- **RECORDED DATA**:
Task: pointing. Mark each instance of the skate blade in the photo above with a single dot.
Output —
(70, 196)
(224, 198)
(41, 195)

- **BRIEF**:
Every entry should be retyped exactly as shown.

- **PROBLEM SOLUTION**:
Task: pointing. Mark each instance of the skate blade in the photo above with a single dot.
Output —
(70, 196)
(224, 198)
(41, 195)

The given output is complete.